# Task objective
Scan the entries for the string "segment" and give the number of lines that have it, nothing further.

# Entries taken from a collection
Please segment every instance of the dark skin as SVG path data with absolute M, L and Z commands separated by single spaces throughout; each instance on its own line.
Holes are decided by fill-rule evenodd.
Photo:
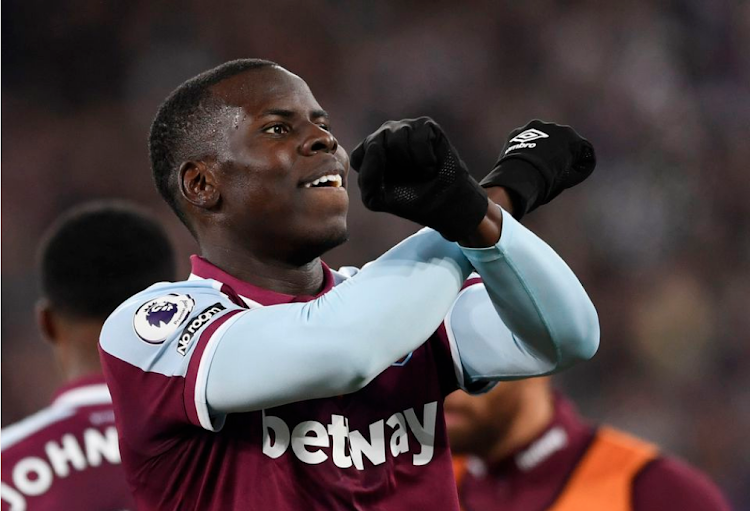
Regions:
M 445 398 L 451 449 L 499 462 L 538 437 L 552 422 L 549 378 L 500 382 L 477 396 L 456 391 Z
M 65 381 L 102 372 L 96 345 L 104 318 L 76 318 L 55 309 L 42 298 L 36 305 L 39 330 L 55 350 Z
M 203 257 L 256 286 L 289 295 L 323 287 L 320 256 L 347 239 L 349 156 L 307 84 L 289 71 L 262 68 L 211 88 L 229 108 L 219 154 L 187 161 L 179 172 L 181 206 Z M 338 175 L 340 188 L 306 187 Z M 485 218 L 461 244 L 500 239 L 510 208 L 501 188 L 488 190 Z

* * *

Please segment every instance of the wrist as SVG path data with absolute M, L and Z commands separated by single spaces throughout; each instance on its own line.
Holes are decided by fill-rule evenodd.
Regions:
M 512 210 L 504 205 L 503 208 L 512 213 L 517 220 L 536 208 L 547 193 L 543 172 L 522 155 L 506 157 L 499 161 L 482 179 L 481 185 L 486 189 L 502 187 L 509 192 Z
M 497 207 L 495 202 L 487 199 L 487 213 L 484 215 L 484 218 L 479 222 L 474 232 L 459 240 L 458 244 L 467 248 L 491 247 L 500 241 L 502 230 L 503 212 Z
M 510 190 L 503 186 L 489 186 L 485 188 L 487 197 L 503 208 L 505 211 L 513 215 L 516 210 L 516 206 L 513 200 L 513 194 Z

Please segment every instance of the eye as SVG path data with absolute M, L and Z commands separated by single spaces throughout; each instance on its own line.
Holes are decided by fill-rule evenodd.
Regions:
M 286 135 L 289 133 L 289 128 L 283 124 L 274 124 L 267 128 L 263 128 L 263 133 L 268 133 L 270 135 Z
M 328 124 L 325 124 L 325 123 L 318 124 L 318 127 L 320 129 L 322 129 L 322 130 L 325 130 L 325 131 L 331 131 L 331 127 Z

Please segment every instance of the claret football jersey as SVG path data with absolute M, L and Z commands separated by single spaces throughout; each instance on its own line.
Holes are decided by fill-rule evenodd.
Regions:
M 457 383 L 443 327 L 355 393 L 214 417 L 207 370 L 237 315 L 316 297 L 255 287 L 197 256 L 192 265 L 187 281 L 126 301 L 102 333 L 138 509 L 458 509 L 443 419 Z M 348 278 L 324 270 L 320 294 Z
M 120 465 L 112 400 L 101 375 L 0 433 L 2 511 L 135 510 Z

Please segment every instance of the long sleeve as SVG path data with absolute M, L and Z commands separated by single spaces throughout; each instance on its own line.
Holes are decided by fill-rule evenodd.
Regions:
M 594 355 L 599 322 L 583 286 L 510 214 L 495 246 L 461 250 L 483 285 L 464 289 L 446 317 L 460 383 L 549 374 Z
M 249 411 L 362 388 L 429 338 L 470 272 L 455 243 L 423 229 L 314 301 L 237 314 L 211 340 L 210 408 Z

# Exercise output
5